§ Source document

------------------------------------------------------------

Tailscale implements a novel mechanism, tailnet lock, to prevent a malicious control plane from inserting itself into such a network. Tailnet lock requires the verification of a cryptographic signature on all WireGuard® node keys distributed by Tailscale’s control plane. Each tailnet has a locally-managed key authority, which keeps track of the set of permitted signing keys, and processes signed messages to apply authentic changes to the set of permitted keys. The control plane never sees or stores the keys for these signatures, and signatures are verified against the key authority. With these mechanisms, the control plane cannot insert itself into a network, and change or disable the set of permitted signing keys without being detected.

Introduction

To tunnel data between two nodes in a Tailscale network (a tailnet), the Tailscale client establishes a WireGuard session between the two nodes, over which private network traffic traverses. These sessions are authenticated and subsequently encrypted based on the node’s keypair — an X25519 public key which is unique for each node and used for establishing these data connections. Connections between nodes are peer-to-peer (the data plane), and are distinct from the distribution of keys and settings for a tailnet, managed by Tailscale’s coordination server (the control plane).

To establish these sessions, the data plane needs information about peer nodes in the tailnet. This includes information like the IP addresses they can be contacted on, packet filtering rules which should be applied to traffic originating from those nodes, and the node’s public key needed to set up a WireGuard session. This dependence on information from the control plane — and in particular needing to be told other nodes’ public keys — creates a need to trust the control plane, because otherwise a compromised or malicious control plane could announce nodes with attacker-controlled keys and participate in receiving or sending plaintext network traffic.

Context

This section gives the context for the problem tailnet lock is designed to address.

Design goal

Tailnet lock was designed to achieve a singular principle:

Tailscale infrastructure cannot add unauthorized nodes to a tailnet with tailnet lock enabled, and any attempt to do so can be blocked and detected.

------------------------------------------------------------

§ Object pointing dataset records
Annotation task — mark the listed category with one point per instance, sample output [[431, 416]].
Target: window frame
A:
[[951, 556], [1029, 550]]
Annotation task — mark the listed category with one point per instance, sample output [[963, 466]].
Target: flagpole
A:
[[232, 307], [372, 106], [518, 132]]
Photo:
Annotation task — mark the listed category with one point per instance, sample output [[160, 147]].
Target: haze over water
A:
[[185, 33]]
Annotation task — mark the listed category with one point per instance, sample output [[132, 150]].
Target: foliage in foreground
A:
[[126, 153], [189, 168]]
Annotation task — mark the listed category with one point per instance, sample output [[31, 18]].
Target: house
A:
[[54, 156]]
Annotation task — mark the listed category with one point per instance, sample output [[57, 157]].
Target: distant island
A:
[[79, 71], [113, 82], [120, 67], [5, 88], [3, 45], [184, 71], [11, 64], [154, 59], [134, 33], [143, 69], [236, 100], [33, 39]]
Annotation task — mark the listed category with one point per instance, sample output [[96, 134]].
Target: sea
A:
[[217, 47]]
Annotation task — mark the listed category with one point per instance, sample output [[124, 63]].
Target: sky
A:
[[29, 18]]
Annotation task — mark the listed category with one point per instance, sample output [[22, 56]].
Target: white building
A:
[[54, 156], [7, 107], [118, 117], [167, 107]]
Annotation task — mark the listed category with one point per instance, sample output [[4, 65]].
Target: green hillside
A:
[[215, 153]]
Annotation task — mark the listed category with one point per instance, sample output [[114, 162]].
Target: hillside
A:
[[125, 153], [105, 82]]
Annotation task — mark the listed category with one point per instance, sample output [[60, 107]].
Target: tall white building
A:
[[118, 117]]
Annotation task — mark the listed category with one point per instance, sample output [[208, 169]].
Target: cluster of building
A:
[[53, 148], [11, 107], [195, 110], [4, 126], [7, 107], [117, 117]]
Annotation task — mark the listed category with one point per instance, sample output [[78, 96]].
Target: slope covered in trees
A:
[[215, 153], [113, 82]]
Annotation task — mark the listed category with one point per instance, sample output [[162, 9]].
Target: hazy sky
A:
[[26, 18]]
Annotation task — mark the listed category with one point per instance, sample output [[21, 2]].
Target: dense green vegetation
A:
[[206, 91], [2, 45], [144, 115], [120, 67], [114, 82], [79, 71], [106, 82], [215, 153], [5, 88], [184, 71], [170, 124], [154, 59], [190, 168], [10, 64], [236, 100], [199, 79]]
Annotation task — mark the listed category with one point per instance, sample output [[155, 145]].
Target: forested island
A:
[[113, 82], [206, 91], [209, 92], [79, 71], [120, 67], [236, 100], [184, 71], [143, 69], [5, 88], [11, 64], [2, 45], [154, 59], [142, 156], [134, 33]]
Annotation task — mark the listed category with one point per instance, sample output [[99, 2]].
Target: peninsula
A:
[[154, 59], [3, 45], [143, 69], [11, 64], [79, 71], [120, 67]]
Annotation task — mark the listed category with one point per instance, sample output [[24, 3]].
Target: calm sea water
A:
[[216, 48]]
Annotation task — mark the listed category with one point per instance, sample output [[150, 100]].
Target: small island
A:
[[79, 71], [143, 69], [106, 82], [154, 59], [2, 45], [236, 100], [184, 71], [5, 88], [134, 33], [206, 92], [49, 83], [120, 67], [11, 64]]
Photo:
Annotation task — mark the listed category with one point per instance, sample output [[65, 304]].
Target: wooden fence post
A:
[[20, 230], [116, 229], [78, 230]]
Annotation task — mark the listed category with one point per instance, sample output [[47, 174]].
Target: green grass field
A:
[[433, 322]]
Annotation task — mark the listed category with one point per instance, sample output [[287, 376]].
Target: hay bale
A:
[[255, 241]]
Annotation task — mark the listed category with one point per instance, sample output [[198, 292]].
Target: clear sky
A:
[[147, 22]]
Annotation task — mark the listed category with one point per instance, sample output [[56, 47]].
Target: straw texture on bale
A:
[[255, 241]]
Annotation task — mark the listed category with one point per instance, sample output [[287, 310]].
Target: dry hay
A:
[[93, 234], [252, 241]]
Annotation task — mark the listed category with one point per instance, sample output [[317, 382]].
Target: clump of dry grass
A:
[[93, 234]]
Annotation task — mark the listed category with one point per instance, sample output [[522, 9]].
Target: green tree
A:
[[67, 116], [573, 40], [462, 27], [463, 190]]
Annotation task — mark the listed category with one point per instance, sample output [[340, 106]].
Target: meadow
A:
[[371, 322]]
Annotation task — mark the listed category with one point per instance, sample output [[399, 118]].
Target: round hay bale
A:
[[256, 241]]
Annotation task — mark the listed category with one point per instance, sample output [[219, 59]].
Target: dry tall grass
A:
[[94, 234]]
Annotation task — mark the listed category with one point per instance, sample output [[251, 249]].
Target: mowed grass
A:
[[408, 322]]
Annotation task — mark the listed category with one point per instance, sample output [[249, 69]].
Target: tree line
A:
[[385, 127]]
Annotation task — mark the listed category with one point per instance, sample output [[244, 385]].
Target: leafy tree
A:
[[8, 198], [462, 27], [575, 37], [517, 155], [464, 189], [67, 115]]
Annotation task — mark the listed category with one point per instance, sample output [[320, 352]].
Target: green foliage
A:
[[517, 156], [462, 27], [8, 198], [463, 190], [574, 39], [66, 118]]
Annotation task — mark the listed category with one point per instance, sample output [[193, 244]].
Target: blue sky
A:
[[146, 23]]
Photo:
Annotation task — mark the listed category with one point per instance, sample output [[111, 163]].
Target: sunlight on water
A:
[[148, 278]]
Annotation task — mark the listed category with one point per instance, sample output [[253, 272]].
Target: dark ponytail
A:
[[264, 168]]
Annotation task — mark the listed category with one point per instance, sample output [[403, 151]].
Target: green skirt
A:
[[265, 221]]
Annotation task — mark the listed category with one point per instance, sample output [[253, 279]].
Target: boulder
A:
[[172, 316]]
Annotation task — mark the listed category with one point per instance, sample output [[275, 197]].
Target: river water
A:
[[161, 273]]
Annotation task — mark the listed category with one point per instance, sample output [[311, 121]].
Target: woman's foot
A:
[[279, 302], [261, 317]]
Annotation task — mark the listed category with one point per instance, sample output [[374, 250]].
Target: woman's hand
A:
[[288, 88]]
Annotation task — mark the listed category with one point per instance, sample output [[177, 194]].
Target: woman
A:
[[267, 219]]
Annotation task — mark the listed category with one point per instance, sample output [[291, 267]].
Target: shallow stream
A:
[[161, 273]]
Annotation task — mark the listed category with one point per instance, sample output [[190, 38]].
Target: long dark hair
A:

------------------------------------------------------------

§ Exercise task A
Can you give the tailnet lock text again from "This section gives" to "blocked and detected.", changing "unauthorized" to "unapproved"?
§ Exercise task B
Answer these questions about the tailnet lock text:
(i) What kind of public key is a node's keypair?
(ii) What name does the text give to the peer-to-peer connections between nodes?
(iii) What does each tailnet have that keeps track of the set of permitted signing keys?
None of the records is needed for the work here.

§ Exercise response A
This section gives the context for the problem tailnet lock is designed to address.

Design goal

Tailnet lock was designed to achieve a singular principle:

Tailscale infrastructure cannot add unapproved nodes to a tailnet with tailnet lock enabled, and any attempt to do so can be blocked and detected.

§ Exercise response B
(i) An X25519 public key, unique for each node.
(ii) The data plane.
(iii) A locally-managed key authority.